[Start MATERIAL FOR THIS TASK]

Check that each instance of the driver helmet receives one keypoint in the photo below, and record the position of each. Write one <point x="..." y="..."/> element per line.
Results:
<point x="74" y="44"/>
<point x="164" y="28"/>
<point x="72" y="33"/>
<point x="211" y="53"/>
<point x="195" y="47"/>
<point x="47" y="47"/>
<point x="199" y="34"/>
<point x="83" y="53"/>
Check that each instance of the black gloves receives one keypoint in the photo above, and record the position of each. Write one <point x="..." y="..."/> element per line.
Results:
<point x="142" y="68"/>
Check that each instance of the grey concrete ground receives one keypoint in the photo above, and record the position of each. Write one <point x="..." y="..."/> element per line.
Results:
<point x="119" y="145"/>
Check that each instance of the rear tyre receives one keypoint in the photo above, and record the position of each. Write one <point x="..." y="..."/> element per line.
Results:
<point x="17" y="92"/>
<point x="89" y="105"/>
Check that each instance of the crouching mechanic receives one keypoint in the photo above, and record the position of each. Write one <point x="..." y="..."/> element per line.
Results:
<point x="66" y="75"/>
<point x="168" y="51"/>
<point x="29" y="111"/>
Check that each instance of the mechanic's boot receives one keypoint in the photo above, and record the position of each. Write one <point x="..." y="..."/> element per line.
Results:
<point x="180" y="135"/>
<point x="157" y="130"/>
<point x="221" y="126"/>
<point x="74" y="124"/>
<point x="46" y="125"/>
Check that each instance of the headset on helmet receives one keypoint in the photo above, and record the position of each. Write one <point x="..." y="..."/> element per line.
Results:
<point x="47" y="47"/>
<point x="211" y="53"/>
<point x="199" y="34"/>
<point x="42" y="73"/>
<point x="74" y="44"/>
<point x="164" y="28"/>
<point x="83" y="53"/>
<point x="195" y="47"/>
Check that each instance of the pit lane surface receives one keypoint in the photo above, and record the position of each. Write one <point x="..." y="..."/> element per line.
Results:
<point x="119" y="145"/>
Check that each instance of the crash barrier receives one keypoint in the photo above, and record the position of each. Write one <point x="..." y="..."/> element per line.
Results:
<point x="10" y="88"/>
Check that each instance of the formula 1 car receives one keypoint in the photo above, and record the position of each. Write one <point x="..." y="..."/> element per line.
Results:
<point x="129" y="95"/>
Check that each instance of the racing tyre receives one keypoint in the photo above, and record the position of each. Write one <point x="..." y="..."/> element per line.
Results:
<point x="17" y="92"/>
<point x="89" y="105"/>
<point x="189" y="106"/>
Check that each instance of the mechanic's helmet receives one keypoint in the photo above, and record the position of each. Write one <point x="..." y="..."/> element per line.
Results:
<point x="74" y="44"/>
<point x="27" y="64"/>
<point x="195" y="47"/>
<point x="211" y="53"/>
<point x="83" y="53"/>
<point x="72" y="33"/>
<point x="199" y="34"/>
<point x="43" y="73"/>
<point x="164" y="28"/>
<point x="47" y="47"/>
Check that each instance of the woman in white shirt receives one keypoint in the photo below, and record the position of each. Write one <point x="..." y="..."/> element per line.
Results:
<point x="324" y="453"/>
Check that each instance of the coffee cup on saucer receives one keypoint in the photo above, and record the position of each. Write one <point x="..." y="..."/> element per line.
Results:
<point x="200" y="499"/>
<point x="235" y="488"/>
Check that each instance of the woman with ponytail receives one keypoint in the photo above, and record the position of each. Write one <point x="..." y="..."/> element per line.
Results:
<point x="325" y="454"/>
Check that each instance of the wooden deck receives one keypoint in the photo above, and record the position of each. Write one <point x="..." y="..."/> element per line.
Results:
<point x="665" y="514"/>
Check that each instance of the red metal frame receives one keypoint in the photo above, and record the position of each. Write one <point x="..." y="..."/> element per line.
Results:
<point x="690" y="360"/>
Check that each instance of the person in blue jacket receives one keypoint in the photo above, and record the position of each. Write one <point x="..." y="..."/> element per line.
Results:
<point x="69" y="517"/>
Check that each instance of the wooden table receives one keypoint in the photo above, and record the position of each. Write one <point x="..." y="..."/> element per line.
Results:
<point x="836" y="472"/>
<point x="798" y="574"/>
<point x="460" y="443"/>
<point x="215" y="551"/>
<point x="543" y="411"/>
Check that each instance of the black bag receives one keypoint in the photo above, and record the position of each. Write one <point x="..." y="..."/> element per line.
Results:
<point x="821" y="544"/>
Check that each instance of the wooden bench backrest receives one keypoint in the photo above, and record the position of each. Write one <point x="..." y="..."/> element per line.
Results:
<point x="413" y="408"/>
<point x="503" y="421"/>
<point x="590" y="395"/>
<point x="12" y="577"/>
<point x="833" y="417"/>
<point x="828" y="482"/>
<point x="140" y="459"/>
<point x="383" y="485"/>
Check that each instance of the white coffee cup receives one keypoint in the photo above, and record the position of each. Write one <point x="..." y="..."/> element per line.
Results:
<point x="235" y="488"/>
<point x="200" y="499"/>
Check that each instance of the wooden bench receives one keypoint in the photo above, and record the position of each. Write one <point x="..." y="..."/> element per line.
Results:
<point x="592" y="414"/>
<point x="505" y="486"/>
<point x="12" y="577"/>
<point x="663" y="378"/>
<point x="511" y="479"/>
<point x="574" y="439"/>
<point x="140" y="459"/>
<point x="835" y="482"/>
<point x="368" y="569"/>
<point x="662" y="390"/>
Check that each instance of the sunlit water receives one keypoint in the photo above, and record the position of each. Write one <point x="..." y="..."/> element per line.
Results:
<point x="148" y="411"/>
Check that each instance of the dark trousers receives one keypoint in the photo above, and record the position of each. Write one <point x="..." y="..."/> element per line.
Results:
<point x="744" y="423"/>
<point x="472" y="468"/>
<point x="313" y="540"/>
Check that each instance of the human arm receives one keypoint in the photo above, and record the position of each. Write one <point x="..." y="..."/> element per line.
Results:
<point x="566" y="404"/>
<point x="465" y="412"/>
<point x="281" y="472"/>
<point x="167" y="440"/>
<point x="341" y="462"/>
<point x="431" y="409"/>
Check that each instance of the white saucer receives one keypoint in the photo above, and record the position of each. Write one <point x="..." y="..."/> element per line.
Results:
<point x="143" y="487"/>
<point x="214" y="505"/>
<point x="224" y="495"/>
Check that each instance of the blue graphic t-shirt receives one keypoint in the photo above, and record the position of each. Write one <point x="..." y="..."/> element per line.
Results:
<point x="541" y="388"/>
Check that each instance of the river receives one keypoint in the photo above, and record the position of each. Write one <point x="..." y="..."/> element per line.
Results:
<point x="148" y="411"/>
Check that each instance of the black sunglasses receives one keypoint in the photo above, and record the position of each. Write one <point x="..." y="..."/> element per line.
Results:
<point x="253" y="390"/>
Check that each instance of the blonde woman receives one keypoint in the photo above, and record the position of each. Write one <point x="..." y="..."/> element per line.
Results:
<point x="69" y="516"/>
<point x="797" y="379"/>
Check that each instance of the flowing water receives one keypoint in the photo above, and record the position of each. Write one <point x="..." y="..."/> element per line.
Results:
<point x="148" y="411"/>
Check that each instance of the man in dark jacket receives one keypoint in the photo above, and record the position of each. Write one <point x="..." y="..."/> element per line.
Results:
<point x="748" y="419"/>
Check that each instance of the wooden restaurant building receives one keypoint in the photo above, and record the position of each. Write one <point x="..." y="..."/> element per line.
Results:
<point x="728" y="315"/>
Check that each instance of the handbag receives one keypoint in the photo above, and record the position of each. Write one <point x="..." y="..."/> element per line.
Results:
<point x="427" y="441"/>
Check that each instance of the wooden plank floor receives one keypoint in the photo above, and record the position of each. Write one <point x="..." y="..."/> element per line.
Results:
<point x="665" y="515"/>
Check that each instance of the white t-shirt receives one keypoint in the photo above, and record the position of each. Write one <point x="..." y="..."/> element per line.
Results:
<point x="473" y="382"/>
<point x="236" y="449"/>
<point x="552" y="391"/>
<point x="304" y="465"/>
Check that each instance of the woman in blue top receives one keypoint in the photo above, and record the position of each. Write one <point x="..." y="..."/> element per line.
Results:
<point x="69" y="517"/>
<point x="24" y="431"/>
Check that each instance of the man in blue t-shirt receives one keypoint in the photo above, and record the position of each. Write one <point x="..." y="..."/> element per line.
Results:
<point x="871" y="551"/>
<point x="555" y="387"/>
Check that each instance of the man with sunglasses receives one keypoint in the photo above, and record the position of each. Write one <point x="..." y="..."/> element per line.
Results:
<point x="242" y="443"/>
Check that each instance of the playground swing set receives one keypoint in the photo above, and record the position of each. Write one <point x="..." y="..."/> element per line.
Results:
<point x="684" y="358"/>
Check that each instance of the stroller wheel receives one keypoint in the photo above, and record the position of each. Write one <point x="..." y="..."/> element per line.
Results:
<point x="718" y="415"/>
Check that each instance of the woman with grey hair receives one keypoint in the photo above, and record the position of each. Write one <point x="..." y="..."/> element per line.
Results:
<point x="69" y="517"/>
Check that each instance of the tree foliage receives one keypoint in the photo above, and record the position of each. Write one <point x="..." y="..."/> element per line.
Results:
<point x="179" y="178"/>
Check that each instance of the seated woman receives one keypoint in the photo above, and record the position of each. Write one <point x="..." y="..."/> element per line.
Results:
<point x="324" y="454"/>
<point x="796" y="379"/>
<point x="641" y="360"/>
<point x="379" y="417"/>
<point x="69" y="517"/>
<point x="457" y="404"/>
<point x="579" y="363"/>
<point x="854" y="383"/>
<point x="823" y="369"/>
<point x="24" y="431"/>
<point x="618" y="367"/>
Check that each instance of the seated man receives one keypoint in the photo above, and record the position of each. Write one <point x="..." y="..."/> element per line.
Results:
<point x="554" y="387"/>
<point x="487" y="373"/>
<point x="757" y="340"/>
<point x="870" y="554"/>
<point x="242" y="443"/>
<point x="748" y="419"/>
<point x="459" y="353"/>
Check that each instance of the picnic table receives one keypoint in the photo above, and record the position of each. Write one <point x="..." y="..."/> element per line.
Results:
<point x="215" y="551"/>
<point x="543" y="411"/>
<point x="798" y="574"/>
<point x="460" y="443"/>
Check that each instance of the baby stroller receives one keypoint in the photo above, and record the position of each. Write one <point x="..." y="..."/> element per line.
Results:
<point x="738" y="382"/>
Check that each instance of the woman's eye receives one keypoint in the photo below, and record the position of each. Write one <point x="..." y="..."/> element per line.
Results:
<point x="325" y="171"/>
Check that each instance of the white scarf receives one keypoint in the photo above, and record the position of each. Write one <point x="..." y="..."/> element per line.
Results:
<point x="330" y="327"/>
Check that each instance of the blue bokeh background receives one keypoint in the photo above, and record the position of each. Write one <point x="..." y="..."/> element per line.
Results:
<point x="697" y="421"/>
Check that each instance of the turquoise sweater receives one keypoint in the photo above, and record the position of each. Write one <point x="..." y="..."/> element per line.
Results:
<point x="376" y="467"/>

[End MATERIAL FOR THIS TASK]

## PROBLEM DETAILS
Copy the records from the line with "Check that each instance of the white scarf" through the end of the records, substituting "teal sweater" for "turquoise sweater" and leaving everything else unchanged.

## FULL OUTPUT
Check that each instance of the white scarf receives one keypoint in the photo above, and record the position of each. Write one <point x="..." y="..."/> element per line.
Results:
<point x="330" y="327"/>
Check that each instance of the blue bokeh background receives one keypoint in the photo above, and record the position of each. Write one <point x="..." y="..."/> element per line.
Results:
<point x="697" y="421"/>
Check that each instance of the teal sweater receives one keypoint in the photo above, and record the position of each. Write one <point x="..." y="..."/> element per line.
Results:
<point x="376" y="467"/>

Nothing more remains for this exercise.